--- START ---

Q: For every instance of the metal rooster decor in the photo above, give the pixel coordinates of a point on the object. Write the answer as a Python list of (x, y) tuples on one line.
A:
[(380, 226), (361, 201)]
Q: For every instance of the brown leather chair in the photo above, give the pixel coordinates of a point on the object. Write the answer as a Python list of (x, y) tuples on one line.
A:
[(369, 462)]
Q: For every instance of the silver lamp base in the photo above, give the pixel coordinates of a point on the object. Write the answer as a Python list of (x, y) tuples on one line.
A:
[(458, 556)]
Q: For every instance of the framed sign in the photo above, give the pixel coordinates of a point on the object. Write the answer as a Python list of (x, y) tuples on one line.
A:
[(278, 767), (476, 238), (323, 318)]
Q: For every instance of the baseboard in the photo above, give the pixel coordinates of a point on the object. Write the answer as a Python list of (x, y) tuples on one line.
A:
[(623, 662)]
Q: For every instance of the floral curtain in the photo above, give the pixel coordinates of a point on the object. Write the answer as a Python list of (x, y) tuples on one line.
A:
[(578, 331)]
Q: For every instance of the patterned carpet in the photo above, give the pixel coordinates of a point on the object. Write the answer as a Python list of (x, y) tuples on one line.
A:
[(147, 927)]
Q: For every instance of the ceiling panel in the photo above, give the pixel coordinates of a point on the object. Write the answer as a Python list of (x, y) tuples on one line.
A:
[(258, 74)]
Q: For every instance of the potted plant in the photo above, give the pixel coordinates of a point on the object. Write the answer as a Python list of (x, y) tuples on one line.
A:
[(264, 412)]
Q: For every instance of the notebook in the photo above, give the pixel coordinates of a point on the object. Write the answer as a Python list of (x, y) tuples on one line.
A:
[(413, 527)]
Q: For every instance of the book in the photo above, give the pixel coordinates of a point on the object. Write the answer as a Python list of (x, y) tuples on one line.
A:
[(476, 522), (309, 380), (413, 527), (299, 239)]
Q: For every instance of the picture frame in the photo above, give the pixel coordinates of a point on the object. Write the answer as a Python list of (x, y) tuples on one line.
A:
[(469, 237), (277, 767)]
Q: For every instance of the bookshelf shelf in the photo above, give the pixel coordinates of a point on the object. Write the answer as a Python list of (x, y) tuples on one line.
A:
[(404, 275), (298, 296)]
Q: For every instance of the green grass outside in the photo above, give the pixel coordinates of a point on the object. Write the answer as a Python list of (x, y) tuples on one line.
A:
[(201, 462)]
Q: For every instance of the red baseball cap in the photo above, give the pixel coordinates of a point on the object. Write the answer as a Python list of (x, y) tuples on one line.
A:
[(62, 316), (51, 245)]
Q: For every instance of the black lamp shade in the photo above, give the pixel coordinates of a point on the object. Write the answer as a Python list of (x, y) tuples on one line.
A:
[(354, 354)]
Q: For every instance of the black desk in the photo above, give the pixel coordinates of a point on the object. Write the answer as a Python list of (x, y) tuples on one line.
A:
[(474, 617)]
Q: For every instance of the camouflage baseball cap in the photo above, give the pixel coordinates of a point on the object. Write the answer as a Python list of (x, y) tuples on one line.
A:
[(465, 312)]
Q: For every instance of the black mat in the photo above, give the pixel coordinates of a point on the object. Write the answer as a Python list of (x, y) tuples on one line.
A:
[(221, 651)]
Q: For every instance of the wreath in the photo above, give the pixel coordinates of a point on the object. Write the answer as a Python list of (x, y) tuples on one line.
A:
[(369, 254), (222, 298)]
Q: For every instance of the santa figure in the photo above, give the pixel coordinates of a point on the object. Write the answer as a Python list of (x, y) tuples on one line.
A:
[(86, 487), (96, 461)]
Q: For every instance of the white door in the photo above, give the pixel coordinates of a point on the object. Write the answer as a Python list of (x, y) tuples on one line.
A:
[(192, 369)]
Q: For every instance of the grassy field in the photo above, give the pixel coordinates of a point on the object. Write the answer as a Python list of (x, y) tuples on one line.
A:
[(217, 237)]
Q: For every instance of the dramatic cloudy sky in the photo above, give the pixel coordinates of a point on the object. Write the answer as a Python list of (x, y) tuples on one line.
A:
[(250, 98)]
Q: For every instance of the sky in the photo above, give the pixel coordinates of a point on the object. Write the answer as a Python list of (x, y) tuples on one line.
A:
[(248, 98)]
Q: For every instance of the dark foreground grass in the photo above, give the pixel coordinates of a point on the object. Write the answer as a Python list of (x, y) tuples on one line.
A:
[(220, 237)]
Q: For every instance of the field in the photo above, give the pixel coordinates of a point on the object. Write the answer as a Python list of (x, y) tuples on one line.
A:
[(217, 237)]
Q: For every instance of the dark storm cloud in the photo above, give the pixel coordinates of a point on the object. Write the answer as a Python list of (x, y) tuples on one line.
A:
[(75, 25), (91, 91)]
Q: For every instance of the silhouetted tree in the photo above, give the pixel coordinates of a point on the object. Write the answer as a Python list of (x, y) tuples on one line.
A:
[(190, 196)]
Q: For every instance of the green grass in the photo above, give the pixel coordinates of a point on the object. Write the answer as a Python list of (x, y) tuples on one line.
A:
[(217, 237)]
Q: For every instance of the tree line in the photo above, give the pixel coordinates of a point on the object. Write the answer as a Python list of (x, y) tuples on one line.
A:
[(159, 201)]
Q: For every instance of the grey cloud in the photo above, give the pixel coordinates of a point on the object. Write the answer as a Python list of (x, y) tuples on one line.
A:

--- END ---

- [What you should do]: Please repeat the lines above exactly, beginning with the line that contains "Q: For every instance of the grey" and ending with the final one.

- [Exercise response]:
Q: For every instance of the grey cloud in the photo above, give the pixel coordinates of a point on the object. Write the answer as a Python list of (x, y) tuples on one line.
A:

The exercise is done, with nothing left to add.